=== DESCRIÇÃO DA TAREFA ===
Por favor, transforme toda a listagem abaixo em uma lista JSON de strings, uma para cada linha, omitindo as linhas em branco.

[Trechos de dados de anotação de pontos]
###
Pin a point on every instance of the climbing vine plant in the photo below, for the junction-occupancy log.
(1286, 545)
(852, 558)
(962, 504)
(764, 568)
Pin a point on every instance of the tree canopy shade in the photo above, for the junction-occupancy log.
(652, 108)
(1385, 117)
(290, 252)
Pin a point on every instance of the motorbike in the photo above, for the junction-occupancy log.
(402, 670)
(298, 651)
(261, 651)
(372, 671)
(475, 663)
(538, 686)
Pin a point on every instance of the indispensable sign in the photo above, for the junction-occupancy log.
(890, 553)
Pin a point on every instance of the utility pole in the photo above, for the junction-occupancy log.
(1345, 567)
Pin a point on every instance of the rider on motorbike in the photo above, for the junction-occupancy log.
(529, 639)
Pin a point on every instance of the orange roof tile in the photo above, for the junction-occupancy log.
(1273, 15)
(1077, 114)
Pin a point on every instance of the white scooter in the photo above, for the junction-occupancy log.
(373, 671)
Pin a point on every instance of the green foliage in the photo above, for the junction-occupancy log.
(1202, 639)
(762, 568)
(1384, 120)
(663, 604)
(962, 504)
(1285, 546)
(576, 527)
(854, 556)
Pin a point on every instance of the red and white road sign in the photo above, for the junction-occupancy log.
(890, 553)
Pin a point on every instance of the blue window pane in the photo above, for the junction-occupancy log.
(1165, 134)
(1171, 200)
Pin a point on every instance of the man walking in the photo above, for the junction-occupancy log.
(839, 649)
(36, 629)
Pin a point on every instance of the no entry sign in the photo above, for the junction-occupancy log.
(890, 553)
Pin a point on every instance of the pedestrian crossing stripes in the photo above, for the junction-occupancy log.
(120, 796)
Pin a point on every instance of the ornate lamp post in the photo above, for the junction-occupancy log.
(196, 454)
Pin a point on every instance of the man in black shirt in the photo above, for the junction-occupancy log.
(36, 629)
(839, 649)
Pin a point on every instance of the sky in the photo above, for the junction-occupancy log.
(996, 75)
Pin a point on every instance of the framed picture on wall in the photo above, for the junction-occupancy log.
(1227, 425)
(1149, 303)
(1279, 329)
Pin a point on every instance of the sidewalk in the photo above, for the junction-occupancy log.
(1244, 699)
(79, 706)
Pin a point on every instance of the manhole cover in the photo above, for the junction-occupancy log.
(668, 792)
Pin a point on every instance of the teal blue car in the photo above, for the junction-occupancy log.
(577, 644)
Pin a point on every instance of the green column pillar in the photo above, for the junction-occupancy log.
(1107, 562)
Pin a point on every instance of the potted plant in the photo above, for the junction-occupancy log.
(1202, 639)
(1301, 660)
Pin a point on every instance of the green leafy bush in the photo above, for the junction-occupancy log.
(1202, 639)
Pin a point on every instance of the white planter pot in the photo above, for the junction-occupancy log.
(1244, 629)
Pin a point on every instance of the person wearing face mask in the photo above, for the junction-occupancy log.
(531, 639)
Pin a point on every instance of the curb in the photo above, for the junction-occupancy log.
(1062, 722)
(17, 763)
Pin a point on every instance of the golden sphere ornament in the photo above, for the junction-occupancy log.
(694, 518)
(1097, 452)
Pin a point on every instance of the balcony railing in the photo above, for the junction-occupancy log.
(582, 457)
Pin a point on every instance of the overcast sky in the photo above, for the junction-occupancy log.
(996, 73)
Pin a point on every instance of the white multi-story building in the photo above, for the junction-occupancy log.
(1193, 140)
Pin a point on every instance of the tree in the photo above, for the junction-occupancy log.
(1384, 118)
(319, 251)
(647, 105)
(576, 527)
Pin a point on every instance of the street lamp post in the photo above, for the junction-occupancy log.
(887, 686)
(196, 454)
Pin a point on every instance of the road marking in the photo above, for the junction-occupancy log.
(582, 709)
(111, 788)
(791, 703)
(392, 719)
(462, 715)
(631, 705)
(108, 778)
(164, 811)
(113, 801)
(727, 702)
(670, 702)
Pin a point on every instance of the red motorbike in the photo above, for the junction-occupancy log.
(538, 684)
###
=== A SOLUÇÃO ===
[
  "Pin a point on every instance of the climbing vine plant in the photo below, for the junction-occupancy log.",
  "(1286, 545)",
  "(852, 558)",
  "(962, 504)",
  "(764, 568)",
  "Pin a point on every instance of the tree canopy shade in the photo above, for the junction-occupancy log.",
  "(652, 108)",
  "(1385, 117)",
  "(290, 252)",
  "Pin a point on every instance of the motorbike in the photo above, for the junction-occupancy log.",
  "(402, 670)",
  "(298, 651)",
  "(261, 651)",
  "(372, 671)",
  "(475, 663)",
  "(538, 686)",
  "Pin a point on every instance of the indispensable sign in the photo above, for the junction-occupancy log.",
  "(890, 553)",
  "Pin a point on every instance of the utility pole in the photo above, for the junction-occupancy log.",
  "(1345, 567)",
  "Pin a point on every instance of the rider on motorbike in the photo above, for the junction-occupancy log.",
  "(529, 639)",
  "Pin a point on every instance of the orange roof tile in the photo above, for the junction-occupancy log.",
  "(1273, 15)",
  "(1077, 114)",
  "Pin a point on every instance of the white scooter in the photo above, for the junction-occupancy log.",
  "(373, 671)",
  "Pin a point on every instance of the green foliage in the photo above, for the junction-occupancy log.",
  "(1202, 639)",
  "(762, 568)",
  "(1384, 120)",
  "(663, 604)",
  "(962, 504)",
  "(1285, 546)",
  "(576, 527)",
  "(854, 556)",
  "Pin a point on every instance of the red and white road sign in the photo above, for the junction-occupancy log.",
  "(890, 553)",
  "Pin a point on every instance of the blue window pane in the photo above, for the junction-occupancy log.",
  "(1165, 134)",
  "(1171, 200)",
  "Pin a point on every instance of the man walking in the photo above, for the junction-occupancy log.",
  "(839, 649)",
  "(36, 629)",
  "Pin a point on every instance of the no entry sign in the photo above, for the junction-occupancy log.",
  "(890, 553)",
  "Pin a point on every instance of the pedestrian crossing stripes in the photo above, for the junction-occupancy log.",
  "(120, 796)",
  "Pin a point on every instance of the ornate lamp post in the photo above, for the junction-occupancy log.",
  "(196, 454)",
  "Pin a point on every instance of the man in black shirt in the photo above, for the junction-occupancy log.",
  "(36, 629)",
  "(839, 649)",
  "Pin a point on every instance of the sky in the photo above, for the junction-occupancy log.",
  "(996, 75)",
  "Pin a point on every instance of the framed picture on wall in the photo above, for the junction-occupancy log.",
  "(1227, 425)",
  "(1149, 303)",
  "(1279, 329)",
  "Pin a point on every instance of the sidewalk in the photo above, for the junction-occupancy log.",
  "(1244, 699)",
  "(79, 706)",
  "Pin a point on every instance of the manhole cover in the photo above, for the junction-occupancy log.",
  "(668, 792)",
  "Pin a point on every instance of the teal blue car in the photo above, for the junction-occupancy log.",
  "(577, 644)",
  "Pin a point on every instance of the green column pillar in the photo above, for the junction-occupancy log.",
  "(1107, 562)",
  "Pin a point on every instance of the potted plant in the photo above, for the junction-occupancy log.",
  "(1202, 639)",
  "(1301, 660)",
  "Pin a point on every instance of the green leafy bush in the photo above, for the junction-occupancy log.",
  "(1202, 639)",
  "Pin a point on every instance of the white planter pot in the photo above, for the junction-occupancy log.",
  "(1244, 629)",
  "Pin a point on every instance of the person wearing face mask in the photo above, for the junction-occupancy log.",
  "(531, 639)",
  "Pin a point on every instance of the curb in the photo above, for the junction-occupancy log.",
  "(1062, 722)",
  "(17, 763)",
  "Pin a point on every instance of the golden sphere ornament in the photo above, for the junction-occupancy log.",
  "(694, 518)",
  "(1097, 452)",
  "Pin a point on every instance of the balcony railing in the photo above, for the junction-occupancy log.",
  "(582, 457)",
  "Pin a point on every instance of the overcast sky in the photo above, for the junction-occupancy log.",
  "(996, 73)",
  "Pin a point on every instance of the white multi-story building in the photo above, for the junction-occupancy log.",
  "(1193, 140)",
  "Pin a point on every instance of the tree in the photo above, for the junction-occupancy log.",
  "(1384, 118)",
  "(319, 251)",
  "(647, 105)",
  "(576, 527)",
  "Pin a point on every instance of the street lamp post in the photo above, for the junction-occupancy log.",
  "(887, 686)",
  "(196, 454)",
  "Pin a point on every instance of the road marking in the photo above, for the junction-occupancy log.",
  "(582, 709)",
  "(111, 788)",
  "(791, 703)",
  "(392, 719)",
  "(462, 715)",
  "(631, 705)",
  "(108, 778)",
  "(164, 811)",
  "(113, 801)",
  "(727, 702)",
  "(670, 702)",
  "Pin a point on every instance of the red motorbike in the photo above, for the junction-occupancy log.",
  "(538, 684)"
]